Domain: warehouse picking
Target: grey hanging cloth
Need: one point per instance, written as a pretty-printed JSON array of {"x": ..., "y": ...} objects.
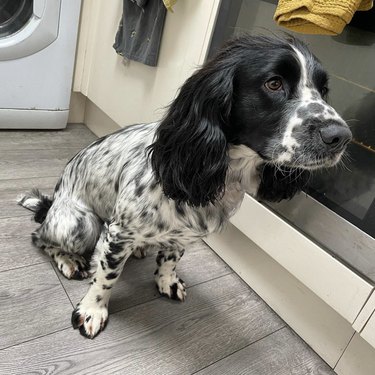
[{"x": 139, "y": 34}]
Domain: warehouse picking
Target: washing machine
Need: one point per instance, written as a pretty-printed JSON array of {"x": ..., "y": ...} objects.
[{"x": 37, "y": 49}]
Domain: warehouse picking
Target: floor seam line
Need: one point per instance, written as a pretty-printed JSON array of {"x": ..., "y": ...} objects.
[
  {"x": 254, "y": 342},
  {"x": 57, "y": 275},
  {"x": 27, "y": 265}
]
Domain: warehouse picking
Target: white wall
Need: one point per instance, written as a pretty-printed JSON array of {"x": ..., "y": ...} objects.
[{"x": 133, "y": 92}]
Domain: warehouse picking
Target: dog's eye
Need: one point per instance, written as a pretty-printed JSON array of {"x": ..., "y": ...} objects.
[
  {"x": 274, "y": 84},
  {"x": 324, "y": 91}
]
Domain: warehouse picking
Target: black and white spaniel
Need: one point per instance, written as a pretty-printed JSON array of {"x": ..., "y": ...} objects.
[{"x": 253, "y": 119}]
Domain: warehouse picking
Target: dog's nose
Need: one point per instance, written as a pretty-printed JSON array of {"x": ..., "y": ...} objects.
[{"x": 336, "y": 136}]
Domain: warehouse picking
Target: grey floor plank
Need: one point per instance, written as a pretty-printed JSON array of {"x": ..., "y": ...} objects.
[
  {"x": 136, "y": 284},
  {"x": 11, "y": 189},
  {"x": 32, "y": 304},
  {"x": 75, "y": 135},
  {"x": 281, "y": 353},
  {"x": 15, "y": 164},
  {"x": 159, "y": 337},
  {"x": 15, "y": 243}
]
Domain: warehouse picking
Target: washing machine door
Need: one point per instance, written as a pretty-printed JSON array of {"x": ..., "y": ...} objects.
[{"x": 27, "y": 26}]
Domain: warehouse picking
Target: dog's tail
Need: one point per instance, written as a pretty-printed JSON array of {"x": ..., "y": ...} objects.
[{"x": 36, "y": 202}]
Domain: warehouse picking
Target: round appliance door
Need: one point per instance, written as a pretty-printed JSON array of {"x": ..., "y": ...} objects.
[{"x": 27, "y": 26}]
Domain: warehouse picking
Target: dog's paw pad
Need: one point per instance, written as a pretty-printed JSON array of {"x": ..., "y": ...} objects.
[
  {"x": 140, "y": 252},
  {"x": 89, "y": 320},
  {"x": 172, "y": 287}
]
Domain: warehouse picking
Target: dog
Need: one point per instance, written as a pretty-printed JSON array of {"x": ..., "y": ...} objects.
[{"x": 253, "y": 119}]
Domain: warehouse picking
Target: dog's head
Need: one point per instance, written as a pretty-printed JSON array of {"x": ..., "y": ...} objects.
[{"x": 268, "y": 94}]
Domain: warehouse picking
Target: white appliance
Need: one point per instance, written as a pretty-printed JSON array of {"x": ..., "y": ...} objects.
[{"x": 37, "y": 49}]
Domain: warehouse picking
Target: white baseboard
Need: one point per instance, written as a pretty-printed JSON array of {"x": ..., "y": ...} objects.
[
  {"x": 97, "y": 121},
  {"x": 311, "y": 318},
  {"x": 329, "y": 334}
]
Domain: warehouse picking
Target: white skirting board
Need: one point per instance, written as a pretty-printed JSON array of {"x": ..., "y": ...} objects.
[
  {"x": 309, "y": 316},
  {"x": 33, "y": 119}
]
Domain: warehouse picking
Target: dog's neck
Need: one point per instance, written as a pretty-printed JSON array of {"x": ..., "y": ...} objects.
[{"x": 243, "y": 168}]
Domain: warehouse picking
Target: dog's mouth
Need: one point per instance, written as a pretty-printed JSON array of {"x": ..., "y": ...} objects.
[{"x": 319, "y": 162}]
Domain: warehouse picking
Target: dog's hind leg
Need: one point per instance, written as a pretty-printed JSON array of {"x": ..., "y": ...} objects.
[
  {"x": 112, "y": 250},
  {"x": 67, "y": 235},
  {"x": 167, "y": 281}
]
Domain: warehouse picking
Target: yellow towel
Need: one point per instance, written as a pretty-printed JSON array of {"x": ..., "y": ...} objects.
[
  {"x": 169, "y": 4},
  {"x": 318, "y": 16}
]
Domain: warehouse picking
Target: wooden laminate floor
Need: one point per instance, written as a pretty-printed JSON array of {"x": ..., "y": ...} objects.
[{"x": 222, "y": 328}]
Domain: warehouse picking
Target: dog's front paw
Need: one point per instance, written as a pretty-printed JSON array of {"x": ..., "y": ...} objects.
[
  {"x": 72, "y": 266},
  {"x": 90, "y": 317},
  {"x": 171, "y": 286}
]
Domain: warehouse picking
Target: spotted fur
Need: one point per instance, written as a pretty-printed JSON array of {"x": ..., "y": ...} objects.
[{"x": 170, "y": 183}]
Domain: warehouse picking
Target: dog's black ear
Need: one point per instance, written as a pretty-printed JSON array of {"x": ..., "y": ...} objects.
[
  {"x": 189, "y": 155},
  {"x": 277, "y": 184}
]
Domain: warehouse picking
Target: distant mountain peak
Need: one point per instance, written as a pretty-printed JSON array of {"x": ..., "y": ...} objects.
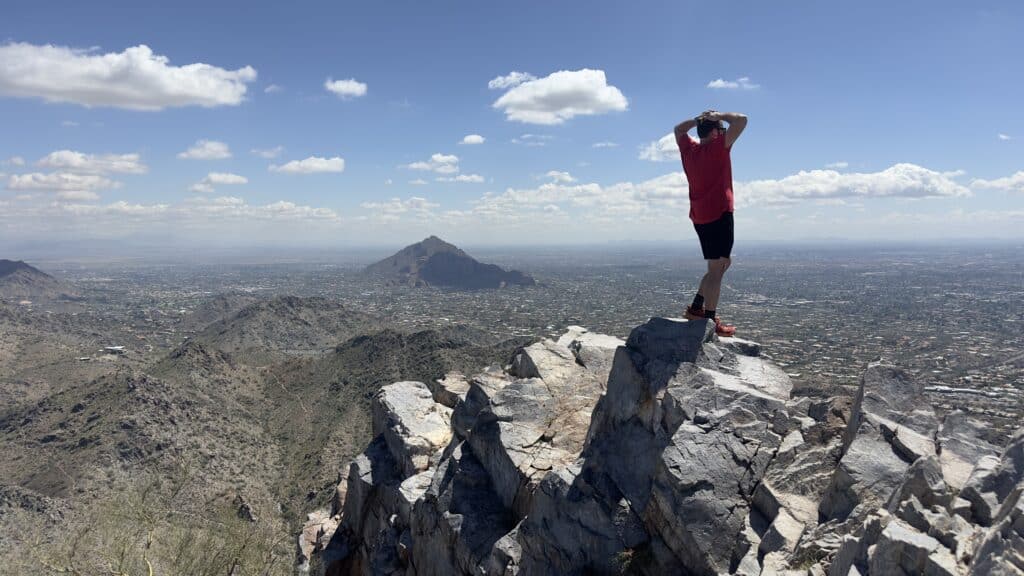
[
  {"x": 22, "y": 281},
  {"x": 8, "y": 268},
  {"x": 435, "y": 262}
]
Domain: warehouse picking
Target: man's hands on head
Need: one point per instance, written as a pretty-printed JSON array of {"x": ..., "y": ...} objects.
[{"x": 711, "y": 115}]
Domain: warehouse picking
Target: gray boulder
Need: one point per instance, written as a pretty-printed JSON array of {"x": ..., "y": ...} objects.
[{"x": 891, "y": 425}]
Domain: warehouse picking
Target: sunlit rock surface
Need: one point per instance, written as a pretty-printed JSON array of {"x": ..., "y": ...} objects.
[{"x": 674, "y": 452}]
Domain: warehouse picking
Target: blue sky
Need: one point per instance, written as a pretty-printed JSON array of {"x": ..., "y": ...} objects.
[{"x": 334, "y": 124}]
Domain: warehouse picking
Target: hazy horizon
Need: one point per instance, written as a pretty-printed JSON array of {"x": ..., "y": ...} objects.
[{"x": 366, "y": 124}]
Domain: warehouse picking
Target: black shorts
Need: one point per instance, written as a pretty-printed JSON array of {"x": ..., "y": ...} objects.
[{"x": 716, "y": 238}]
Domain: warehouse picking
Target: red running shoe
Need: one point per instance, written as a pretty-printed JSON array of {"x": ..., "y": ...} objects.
[
  {"x": 723, "y": 329},
  {"x": 693, "y": 313}
]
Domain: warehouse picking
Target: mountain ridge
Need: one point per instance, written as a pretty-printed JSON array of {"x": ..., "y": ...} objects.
[{"x": 433, "y": 261}]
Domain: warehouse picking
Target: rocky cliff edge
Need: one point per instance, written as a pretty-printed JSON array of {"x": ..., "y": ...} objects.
[{"x": 675, "y": 452}]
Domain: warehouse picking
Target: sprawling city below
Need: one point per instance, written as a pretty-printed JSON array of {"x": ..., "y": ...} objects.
[
  {"x": 243, "y": 384},
  {"x": 950, "y": 316}
]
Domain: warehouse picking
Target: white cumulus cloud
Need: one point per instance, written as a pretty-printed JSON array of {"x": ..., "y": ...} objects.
[
  {"x": 440, "y": 163},
  {"x": 737, "y": 84},
  {"x": 206, "y": 150},
  {"x": 512, "y": 80},
  {"x": 311, "y": 165},
  {"x": 93, "y": 163},
  {"x": 135, "y": 78},
  {"x": 1014, "y": 182},
  {"x": 663, "y": 150},
  {"x": 349, "y": 88},
  {"x": 560, "y": 96}
]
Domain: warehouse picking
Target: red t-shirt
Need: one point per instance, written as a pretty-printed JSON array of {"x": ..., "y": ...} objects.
[{"x": 709, "y": 171}]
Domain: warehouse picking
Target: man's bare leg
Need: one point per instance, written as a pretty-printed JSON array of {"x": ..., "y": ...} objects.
[{"x": 711, "y": 284}]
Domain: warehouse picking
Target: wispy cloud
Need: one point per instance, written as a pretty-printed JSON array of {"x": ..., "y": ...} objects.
[
  {"x": 534, "y": 139},
  {"x": 73, "y": 161},
  {"x": 440, "y": 163},
  {"x": 267, "y": 153},
  {"x": 1009, "y": 183},
  {"x": 206, "y": 186},
  {"x": 311, "y": 165},
  {"x": 511, "y": 80},
  {"x": 471, "y": 178},
  {"x": 742, "y": 83},
  {"x": 135, "y": 78},
  {"x": 59, "y": 181},
  {"x": 206, "y": 150},
  {"x": 559, "y": 176}
]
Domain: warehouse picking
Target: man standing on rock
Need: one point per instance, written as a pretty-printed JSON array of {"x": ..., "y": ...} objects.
[{"x": 709, "y": 172}]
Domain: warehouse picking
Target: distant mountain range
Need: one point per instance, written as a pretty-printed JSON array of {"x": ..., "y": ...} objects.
[
  {"x": 435, "y": 262},
  {"x": 19, "y": 281}
]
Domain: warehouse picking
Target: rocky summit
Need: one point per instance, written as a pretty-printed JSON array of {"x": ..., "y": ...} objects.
[
  {"x": 19, "y": 281},
  {"x": 435, "y": 262},
  {"x": 674, "y": 452}
]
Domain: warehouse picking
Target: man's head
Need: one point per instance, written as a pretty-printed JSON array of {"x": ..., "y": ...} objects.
[{"x": 706, "y": 128}]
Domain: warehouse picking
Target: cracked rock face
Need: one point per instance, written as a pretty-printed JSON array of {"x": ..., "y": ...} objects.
[{"x": 674, "y": 452}]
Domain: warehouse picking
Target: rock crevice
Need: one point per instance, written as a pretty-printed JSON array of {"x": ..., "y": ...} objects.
[{"x": 673, "y": 452}]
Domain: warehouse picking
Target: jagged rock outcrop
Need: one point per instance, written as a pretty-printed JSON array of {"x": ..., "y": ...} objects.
[{"x": 674, "y": 452}]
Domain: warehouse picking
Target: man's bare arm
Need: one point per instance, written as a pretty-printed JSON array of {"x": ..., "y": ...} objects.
[{"x": 736, "y": 124}]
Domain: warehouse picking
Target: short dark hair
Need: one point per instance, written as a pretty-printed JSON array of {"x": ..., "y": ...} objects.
[{"x": 706, "y": 126}]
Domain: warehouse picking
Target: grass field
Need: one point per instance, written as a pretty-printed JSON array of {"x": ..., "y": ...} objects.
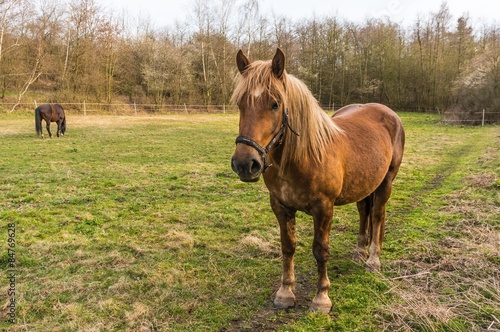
[{"x": 139, "y": 224}]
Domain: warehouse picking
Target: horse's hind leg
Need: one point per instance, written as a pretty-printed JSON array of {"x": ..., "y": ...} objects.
[
  {"x": 377, "y": 220},
  {"x": 364, "y": 208},
  {"x": 48, "y": 129}
]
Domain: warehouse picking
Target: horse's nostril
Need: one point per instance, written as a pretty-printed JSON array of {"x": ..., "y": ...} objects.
[{"x": 255, "y": 166}]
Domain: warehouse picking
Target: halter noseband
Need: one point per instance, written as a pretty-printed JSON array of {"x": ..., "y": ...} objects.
[{"x": 264, "y": 151}]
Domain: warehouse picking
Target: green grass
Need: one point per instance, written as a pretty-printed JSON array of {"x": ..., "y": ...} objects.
[{"x": 139, "y": 224}]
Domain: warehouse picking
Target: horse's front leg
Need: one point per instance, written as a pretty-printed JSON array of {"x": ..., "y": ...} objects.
[
  {"x": 286, "y": 218},
  {"x": 322, "y": 215}
]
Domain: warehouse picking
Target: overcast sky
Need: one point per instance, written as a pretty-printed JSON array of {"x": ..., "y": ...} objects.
[{"x": 165, "y": 12}]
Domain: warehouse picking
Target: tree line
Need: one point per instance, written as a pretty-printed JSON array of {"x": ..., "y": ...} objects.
[{"x": 74, "y": 50}]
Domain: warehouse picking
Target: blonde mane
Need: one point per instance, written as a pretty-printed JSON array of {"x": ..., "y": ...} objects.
[{"x": 316, "y": 128}]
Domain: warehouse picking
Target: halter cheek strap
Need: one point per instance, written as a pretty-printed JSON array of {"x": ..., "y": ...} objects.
[{"x": 264, "y": 151}]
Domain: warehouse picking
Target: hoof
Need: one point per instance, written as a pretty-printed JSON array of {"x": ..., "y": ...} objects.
[
  {"x": 321, "y": 303},
  {"x": 284, "y": 299},
  {"x": 360, "y": 255}
]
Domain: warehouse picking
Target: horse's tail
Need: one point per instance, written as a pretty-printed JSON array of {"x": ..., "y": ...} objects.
[
  {"x": 38, "y": 121},
  {"x": 63, "y": 124}
]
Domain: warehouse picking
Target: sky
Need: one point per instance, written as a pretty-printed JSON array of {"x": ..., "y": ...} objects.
[{"x": 166, "y": 12}]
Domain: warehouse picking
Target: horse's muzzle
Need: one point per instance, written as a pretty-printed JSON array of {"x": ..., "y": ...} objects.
[{"x": 248, "y": 168}]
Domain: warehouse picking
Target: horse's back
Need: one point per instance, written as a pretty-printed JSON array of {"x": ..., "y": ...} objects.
[
  {"x": 370, "y": 119},
  {"x": 372, "y": 148}
]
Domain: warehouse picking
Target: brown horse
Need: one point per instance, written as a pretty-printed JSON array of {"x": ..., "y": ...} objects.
[
  {"x": 311, "y": 162},
  {"x": 50, "y": 113}
]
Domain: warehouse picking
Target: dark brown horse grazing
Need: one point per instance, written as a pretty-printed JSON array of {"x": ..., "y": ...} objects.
[
  {"x": 311, "y": 162},
  {"x": 50, "y": 113}
]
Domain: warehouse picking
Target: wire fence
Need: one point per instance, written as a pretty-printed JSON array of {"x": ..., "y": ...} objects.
[
  {"x": 85, "y": 108},
  {"x": 483, "y": 117}
]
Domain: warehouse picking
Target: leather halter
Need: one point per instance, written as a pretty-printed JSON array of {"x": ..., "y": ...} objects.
[{"x": 264, "y": 151}]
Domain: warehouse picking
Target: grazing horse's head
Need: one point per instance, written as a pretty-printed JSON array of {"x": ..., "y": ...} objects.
[{"x": 260, "y": 95}]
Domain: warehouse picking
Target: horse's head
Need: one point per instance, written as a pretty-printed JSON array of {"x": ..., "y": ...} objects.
[{"x": 260, "y": 96}]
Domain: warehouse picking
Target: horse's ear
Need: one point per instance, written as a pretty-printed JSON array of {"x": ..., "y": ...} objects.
[
  {"x": 242, "y": 61},
  {"x": 278, "y": 63}
]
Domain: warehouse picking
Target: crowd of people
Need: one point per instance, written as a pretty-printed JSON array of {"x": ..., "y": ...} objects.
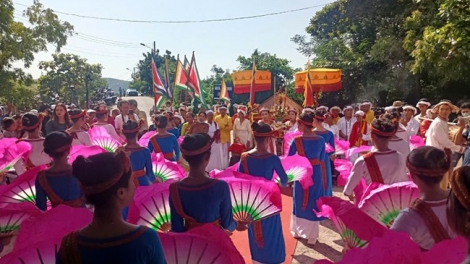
☆ ☆ ☆ ☆
** What to produce **
Please locate every line in the entries above that contains the word "machine" and copy each of those lines. Case counts.

** Task output **
Target: washing machine
Target: washing machine door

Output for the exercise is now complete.